REQUIRED TASK = Summarize the passage on flattery and children's self-esteem in two sentences.
==== TEXT EXTRACT ====
Education is bearing similar fruit. “The statistics are staggering: among 30 developed countries, theU.S.is ranked 25th in math and 21st in science. It’s estimated that by the year 2020, there will be 123 million high-paying, high-skill jobs in the United States, but only 50 million Americans will be qualified to fill these positions.”  www.waitingforsuperman.com

So either self-esteem isn’t as important as everyone thought, or the Western parenting model isn’t building real self-esteem. I’d say it’s the latter. People do need to know that they are valuable and their life is worth something, but the question is, how do we help our kids get there?

What makes a person feel worthy? I can tell you one thing that doesn’t – flattery. And isn’t that what we’re doing when we tell our children that every single thing they do is fabulous? Every picture is a masterpiece. Every note played or sung is magnificent. Every performance is stellar. Our kids are smart, and deep down, they know it isn’t true. Now, what does that do self-esteem?

Schools have jumped on the flattery band wagon too. Nearly every child gets an award, and almost every student is “honored” as Student of the Month. A few years ago, I went to my nephew’s baseball game, and I was amazed that the whole “three strikes and you’re out” rule has struck out. Now, kids get to swing as many times as it takes to hit the ball — wouldn’t want to hurt their self-esteem, you know.

Psalms 12:3 says, “The Lord shall cut off all flattering lips.”  And Proverbs20:19warns, “meddle not with him that flattereth with his lips.”

Our kid’s want to know that we value them and that they’re worth something, but that’s not the message we send when we play lineman, aggressively fighting off all threats of failure and disappointment.

We tell them we value them by spending time with them and listening to their stories and offering honest, heart-felt answers to their questions. We tell them we value them when we take an interest in discovering who God created them to be, and giving them open and honest feedback so that they can find the lane they were created to run in and then run in it with excellence.

Our daughters (Skyler and Sydney) are best friends (that worked out well, huh?), and recently they choreographed a dance together to perform at the county fair. When they had all the moves down, they performed it for us in Jody’s living room. We couldn’t help but think they were so cute, but we also knew that their dance wasn’t performance worthy.
==== SOURCE DATA ====
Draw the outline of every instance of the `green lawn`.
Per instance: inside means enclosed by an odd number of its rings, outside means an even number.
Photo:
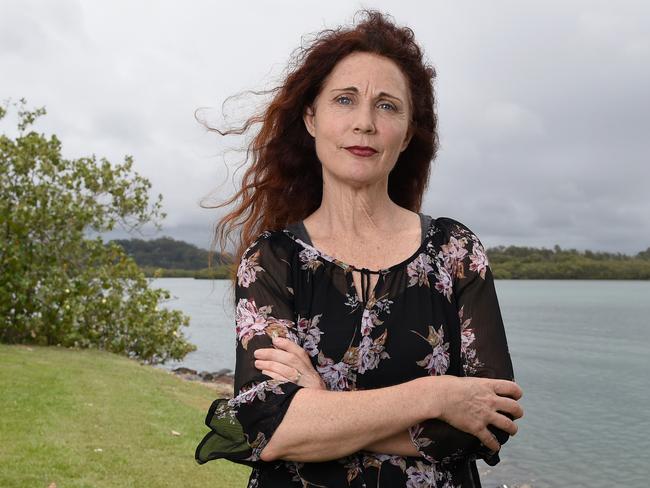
====
COMPLETE ANSWER = The passage argues that the Western parenting model is not building real self-esteem, because telling children that everything they do is fabulous is flattery that children know deep down is untrue, and schools and youth baseball have adopted the same habit. It holds instead that parents show children they are valued by spending time with them, listening to their stories, and giving honest feedback so they can find the lane they were created to run in.